[Devel] [PATCH rh7 34/39] seqlock: Better document raw_write_seqcount_latch()

Thu Sep 14 19:58:21 MSK 2017

From: Peter Zijlstra <peterz at infradead.org>

Improve the documentation of the latch technique as used in the
current timekeeping code, such that it can be readily employed
elsewhere.

Borrow from the comments in timekeeping and replace those with a
reference to this more generic comment.

Cc: Andrea Arcangeli <aarcange at redhat.com>
Cc: David Woodhouse <David.Woodhouse at intel.com>
Cc: Rik van Riel <riel at redhat.com>
Cc: "Paul E. McKenney" <paulmck at linux.vnet.ibm.com>
Cc: Oleg Nesterov <oleg at redhat.com>
Reviewed-by: Mathieu Desnoyers <mathieu.desnoyers at efficios.com>
Acked-by: Michel Lespinasse <walken at google.com>
Signed-off-by: Peter Zijlstra (Intel) <peterz at infradead.org>
Signed-off-by: Rusty Russell <rusty at rustcorp.com.au>

https://jira.sw.ru/browse/PSBM-69081
(cherry picked from commit 6695b92a60bc7160c92d6dc5b17cc79673017c2f)
Signed-off-by: Andrey Ryabinin <aryabinin at virtuozzo.com>
---
 include/linux/seqlock.h   | 76 ++++++++++++++++++++++++++++++++++++++++++++++-
 kernel/time/timekeeping.c | 27 +----------------
 2 files changed, 76 insertions(+), 27 deletions(-)

diff --git a/include/linux/seqlock.h b/include/linux/seqlock.h
index 48f2f69e3867..ee088ed20a6c 100644
--- a/include/linux/seqlock.h
+++ b/include/linux/seqlock.h
@@ -171,9 +171,83 @@ static inline int read_seqcount_retry(const seqcount_t *s, unsigned start)

### Given instruction 1:
In the patch email about documenting the seqlock latch, who is listed as having reviewed the change?
### Given instruction 2:
Reproduce the stretch of the records from the start through the line containing "[[722, 246, 743, 274]]", swapping "Field report" for "Survey note" and leaving everything else unchanged.

### Material for this task:
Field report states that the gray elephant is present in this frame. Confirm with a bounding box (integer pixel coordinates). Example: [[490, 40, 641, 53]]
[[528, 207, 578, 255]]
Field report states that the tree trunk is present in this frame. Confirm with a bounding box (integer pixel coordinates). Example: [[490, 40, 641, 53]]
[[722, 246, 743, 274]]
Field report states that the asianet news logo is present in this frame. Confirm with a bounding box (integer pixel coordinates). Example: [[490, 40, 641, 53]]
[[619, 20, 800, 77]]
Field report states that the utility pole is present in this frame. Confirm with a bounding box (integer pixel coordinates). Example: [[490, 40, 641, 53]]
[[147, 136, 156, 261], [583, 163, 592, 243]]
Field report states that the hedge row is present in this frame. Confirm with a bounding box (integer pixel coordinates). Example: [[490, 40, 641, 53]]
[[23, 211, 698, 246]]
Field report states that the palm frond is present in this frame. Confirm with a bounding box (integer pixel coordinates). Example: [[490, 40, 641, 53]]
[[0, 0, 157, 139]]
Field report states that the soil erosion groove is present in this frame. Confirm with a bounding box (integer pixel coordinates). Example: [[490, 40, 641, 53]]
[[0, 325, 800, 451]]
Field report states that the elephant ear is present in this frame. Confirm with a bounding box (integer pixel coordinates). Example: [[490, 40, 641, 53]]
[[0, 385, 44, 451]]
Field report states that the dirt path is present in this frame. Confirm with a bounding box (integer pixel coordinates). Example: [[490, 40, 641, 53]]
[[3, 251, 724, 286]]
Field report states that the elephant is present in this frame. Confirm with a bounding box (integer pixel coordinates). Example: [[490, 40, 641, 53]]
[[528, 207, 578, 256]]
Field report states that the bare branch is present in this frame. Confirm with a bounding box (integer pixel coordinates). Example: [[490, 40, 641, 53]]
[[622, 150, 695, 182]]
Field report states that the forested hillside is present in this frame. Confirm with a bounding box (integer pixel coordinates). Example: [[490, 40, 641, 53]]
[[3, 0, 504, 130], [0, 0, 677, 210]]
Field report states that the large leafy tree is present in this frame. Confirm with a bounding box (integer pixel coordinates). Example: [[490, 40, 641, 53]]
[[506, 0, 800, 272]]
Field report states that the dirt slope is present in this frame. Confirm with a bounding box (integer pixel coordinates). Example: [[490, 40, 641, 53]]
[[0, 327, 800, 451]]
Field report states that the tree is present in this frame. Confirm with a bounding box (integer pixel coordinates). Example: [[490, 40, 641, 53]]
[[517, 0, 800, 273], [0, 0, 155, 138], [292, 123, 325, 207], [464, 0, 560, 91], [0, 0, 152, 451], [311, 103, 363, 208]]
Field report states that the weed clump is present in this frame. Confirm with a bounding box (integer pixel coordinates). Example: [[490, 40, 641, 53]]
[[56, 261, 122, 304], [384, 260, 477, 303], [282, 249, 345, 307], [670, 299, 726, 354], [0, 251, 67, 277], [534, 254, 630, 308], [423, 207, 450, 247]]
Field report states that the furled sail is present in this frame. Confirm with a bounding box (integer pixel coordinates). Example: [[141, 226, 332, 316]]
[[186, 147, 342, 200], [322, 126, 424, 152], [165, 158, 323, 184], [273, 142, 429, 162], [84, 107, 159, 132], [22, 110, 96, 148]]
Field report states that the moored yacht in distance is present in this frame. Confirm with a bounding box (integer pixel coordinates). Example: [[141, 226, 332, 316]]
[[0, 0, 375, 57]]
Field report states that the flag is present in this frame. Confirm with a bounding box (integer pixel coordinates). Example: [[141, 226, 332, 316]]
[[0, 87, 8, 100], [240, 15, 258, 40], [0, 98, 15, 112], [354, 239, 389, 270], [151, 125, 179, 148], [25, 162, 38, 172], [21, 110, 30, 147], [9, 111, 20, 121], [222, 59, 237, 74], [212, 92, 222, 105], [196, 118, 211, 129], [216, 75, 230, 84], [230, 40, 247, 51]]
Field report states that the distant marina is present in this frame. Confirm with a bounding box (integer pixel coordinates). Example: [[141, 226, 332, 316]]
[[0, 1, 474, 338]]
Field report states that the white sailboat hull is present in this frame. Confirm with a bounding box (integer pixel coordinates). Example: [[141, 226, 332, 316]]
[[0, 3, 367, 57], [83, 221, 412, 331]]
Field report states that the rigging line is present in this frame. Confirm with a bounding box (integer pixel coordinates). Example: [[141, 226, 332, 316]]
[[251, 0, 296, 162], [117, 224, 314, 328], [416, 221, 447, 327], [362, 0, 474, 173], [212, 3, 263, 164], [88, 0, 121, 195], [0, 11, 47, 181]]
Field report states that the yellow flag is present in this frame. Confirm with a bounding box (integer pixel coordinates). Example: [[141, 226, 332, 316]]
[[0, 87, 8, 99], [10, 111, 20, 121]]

### Final result 1:
Mathieu Desnoyers

### Final result 2:
Survey note states that the gray elephant is present in this frame. Confirm with a bounding box (integer pixel coordinates). Example: [[490, 40, 641, 53]]
[[528, 207, 578, 255]]
Survey note states that the tree trunk is present in this frame. Confirm with a bounding box (integer pixel coordinates). Example: [[490, 40, 641, 53]]
[[722, 246, 743, 274]]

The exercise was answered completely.